Cosa farai:
a – Nel brano su Calvino, in che anno esce Il sentiero dei nidi di ragno?
b – Riporta dal brano su Calvino il tratto compreso tra "Il sentiero dei nidi di ragno è" e "aveva partecipato direttamente.", estremi inclusi.

:: Brano di riferimento ::

Nel risalire di responsabilità in responsabilità
si può andare indietro all’infinito. Il momento
buono per fermarsi è indice della sensibilità
di un’epoca e di una persona che in quest’epoca
vive con un quadro di valori che è di tutti quanto suo.
Dove Pinardi entra in crisi – allorché i dati gli
si contraddicono e le categorie alle quali è stato educato
non gli bastano più e, anzi, sembrano portarlo fuori
strada –, il marchingegno dell’intelligenza artificiale
non arriva ancora.
Il sentiero dei nidi di ragno è del 1947. A
metà degli anni Sessanta, in occasione di una ristampa,
Calvino vi aggiunge una prefazione estremamente interessante.
Non solo perché ammette che, al momento, “i discorsi
sulla letteratura” gli danno “sempre più
fastidio”, precisando trattarsi di quelli degli altri
come dei suoi, ma perché, con leale incertezza, cerca
di far comprendere e comprendere egli stesso cos’era stato
il suo rapporto di persona e di scrittore con quella Resistenza
cui, dal 1944, sui monti liguri, aveva partecipato direttamente.
Bene, già allora, Calvino accusava la “rispettabilità
ben pensante” del primissimo dopoguerra e la retorica
che della Resistenza mistificava la natura. Con onesta e dolente
umanità diceva che, per molti dei suoi coetanei, “era
stato solo ih caso a decidere da che parte dovessero combattere”
e che, per molti, “le parti tutt’a un tratto si
invertivano, da repubblichini diventavano partigiani o viceversa;
da una parte o dall’altra sparavano o si facevano sparare”
e “solo la morte dava alle loro scelte un segno irrevocabile”.
Il sentiero dei nidi di ragno, già allora, dunque,
fu il riflesso di una “ostentazione di spavalderia quasi
provocatoria” su due fronti: contro i “detrattori
della Resistenza” e, “nello stesso tempo”,
contro i “sacerdoti d’una Resistenza agiografica
ed edulcorata”.

:::
:: Estratti delle righe ::

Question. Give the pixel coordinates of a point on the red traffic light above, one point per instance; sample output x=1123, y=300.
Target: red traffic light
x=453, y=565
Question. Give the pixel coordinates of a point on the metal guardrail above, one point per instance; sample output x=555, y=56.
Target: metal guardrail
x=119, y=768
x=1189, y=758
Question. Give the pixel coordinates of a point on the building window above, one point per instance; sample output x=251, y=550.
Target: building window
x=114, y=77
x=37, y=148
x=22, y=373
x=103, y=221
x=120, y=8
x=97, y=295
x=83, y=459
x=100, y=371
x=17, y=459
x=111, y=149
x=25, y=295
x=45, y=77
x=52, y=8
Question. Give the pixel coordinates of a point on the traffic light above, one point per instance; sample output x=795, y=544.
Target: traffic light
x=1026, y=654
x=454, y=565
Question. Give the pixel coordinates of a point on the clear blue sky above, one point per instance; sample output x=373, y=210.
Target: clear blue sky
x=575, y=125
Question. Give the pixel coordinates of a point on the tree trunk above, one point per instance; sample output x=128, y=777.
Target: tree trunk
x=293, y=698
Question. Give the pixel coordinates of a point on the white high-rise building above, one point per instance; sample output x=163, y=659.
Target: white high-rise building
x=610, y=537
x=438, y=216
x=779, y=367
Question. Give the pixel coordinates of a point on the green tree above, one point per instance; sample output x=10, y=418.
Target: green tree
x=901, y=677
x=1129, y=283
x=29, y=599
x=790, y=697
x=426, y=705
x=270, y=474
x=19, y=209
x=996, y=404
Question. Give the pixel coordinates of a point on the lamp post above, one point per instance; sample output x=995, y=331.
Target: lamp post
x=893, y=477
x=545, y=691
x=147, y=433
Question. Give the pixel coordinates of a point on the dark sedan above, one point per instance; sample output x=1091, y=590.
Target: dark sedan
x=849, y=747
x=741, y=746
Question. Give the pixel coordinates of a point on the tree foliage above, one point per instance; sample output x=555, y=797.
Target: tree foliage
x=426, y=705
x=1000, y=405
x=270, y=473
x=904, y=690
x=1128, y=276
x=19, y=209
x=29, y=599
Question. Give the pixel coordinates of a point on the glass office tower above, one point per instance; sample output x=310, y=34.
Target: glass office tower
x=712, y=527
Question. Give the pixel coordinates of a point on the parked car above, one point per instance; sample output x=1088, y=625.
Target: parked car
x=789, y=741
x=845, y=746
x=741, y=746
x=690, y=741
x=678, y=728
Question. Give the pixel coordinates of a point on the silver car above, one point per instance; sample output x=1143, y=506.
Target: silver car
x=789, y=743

:::

Risposte date:
a – Nel 1947.

b –
Il sentiero dei nidi di ragno è del 1947. A
metà degli anni Sessanta, in occasione di una ristampa,
Calvino vi aggiunge una prefazione estremamente interessante.
Non solo perché ammette che, al momento, “i discorsi
sulla letteratura” gli danno “sempre più
fastidio”, precisando trattarsi di quelli degli altri
come dei suoi, ma perché, con leale incertezza, cerca
di far comprendere e comprendere egli stesso cos’era stato
il suo rapporto di persona e di scrittore con quella Resistenza
cui, dal 1944, sui monti liguri, aveva partecipato direttamente.